→ PAGE EXTRACT:

══════

It was more why these publishers and developers feel the need to introduce it. The incompetancy of the higher ups and general shittiness of the situation.

But they're largely the same publishers. As for your previous example about the price of Mass Effect 3 on PSN vs. Steam, I'm reasonably sure those are both EA's calls. So it isn't just about good publishers and bad publishers. Either they (or perhaps the platform holders) really are as averse to undercutting retailers too much with their digital prices, or the competition with the myriad of different digital distributors on PC forces prices down below where they'd otherwise go. Or a combination of the two.



Carl2291 said:
pokoko said:
Interesting. I've learned in this thread that only studios who make expensive blockbusters struggle.


Who said that?

You seem to be saying that most of the problems with the industry can be traced to games having large budgets.  If that's the case, then games with smaller budgets should be performing better.  However, that's not the case.  It's the middle-budget games that have totally died out this generation, with many middle-level developers going belly-up.

══════

→ DATA EXTRACT:

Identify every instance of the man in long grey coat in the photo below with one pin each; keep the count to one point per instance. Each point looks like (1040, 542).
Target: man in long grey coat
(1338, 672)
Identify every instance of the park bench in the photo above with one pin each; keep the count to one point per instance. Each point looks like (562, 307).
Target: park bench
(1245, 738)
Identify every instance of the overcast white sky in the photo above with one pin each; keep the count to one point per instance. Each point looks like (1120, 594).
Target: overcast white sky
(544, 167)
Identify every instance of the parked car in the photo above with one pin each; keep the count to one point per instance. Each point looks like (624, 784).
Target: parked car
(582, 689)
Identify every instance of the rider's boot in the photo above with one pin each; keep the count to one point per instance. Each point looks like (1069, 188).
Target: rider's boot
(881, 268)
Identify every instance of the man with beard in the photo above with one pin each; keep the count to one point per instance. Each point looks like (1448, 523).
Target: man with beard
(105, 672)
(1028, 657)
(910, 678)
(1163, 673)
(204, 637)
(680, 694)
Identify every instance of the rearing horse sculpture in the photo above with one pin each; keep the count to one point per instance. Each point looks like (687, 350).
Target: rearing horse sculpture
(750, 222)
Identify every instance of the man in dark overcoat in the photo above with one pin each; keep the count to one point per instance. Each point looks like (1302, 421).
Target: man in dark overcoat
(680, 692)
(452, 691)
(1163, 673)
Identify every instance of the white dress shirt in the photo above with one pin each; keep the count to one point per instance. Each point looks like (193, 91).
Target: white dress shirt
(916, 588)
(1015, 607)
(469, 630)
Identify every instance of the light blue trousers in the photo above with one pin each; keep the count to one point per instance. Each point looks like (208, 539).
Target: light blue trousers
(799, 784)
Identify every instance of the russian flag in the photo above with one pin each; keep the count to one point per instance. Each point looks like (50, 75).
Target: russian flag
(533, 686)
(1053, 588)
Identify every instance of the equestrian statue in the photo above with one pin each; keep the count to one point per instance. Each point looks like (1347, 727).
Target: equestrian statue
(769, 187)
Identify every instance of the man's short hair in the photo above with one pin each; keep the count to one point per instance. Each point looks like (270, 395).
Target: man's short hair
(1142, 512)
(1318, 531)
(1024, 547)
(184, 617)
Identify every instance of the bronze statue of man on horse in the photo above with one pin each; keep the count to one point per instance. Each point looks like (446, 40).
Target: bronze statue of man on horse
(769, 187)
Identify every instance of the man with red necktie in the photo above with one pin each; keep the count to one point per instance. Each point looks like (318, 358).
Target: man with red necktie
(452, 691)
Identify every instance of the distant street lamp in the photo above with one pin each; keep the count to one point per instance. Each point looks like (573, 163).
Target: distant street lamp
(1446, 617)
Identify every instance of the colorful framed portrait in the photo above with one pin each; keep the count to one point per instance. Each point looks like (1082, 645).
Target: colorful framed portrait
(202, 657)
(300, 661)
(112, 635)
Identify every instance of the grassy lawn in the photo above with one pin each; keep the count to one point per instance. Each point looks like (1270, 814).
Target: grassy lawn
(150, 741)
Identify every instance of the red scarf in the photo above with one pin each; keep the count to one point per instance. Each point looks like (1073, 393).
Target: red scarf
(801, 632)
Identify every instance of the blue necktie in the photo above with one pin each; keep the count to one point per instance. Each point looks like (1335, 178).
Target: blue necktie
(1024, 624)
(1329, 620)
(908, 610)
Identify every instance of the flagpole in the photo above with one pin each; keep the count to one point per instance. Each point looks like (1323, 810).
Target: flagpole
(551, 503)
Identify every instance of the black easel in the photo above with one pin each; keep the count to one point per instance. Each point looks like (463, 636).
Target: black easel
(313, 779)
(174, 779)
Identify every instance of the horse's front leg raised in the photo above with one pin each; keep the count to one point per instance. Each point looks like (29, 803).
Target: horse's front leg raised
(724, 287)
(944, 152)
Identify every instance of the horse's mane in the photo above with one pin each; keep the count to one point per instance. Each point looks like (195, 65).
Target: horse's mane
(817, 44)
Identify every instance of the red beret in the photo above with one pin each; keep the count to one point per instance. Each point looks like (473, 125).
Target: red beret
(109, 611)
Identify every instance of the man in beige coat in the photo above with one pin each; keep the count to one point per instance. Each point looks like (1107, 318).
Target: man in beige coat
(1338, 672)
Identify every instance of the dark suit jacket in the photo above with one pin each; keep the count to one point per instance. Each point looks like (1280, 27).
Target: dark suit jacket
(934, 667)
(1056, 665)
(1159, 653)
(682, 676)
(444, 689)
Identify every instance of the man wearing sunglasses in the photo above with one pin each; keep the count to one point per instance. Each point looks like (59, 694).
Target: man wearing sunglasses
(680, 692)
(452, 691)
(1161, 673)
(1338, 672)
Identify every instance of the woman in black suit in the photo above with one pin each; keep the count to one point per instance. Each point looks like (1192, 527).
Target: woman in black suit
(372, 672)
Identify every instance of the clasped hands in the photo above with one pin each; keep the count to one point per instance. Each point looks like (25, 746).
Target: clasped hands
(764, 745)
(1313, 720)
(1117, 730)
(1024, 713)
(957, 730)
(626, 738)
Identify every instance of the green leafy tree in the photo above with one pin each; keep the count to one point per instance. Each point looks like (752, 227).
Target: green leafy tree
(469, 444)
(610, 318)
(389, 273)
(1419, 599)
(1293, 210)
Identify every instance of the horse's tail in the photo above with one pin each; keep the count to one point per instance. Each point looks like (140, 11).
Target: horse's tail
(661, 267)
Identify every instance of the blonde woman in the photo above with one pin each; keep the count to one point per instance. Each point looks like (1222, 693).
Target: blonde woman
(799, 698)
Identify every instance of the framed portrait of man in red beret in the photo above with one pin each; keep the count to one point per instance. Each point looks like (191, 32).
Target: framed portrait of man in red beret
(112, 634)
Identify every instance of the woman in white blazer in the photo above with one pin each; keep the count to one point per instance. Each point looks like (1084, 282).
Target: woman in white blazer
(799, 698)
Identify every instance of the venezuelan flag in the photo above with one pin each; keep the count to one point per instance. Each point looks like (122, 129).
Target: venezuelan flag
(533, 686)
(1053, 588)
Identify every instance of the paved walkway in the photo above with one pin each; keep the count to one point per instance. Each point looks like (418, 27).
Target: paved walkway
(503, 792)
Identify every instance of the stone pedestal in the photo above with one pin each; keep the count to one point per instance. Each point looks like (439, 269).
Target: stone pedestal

══════

→ CHALLENGE 1: Copy word for word the part of the forum thread from "It was more" to "Who said that?".
→ CHALLENGE 2: In the forum thread, which games are said to have totally died out this generation?

→ CORRECT ANSWER 1:
It was more why these publishers and developers feel the need to introduce it. The incompetancy of the higher ups and general shittiness of the situation.

But they're largely the same publishers. As for your previous example about the price of Mass Effect 3 on PSN vs. Steam, I'm reasonably sure those are both EA's calls. So it isn't just about good publishers and bad publishers. Either they (or perhaps the platform holders) really are as averse to undercutting retailers too much with their digital prices, or the competition with the myriad of different digital distributors on PC forces prices down below where they'd otherwise go. Or a combination of the two.



Carl2291 said:
pokoko said:
Interesting. I've learned in this thread that only studios who make expensive blockbusters struggle.


Who said that?

→ CORRECT ANSWER 2: Middle-budget games.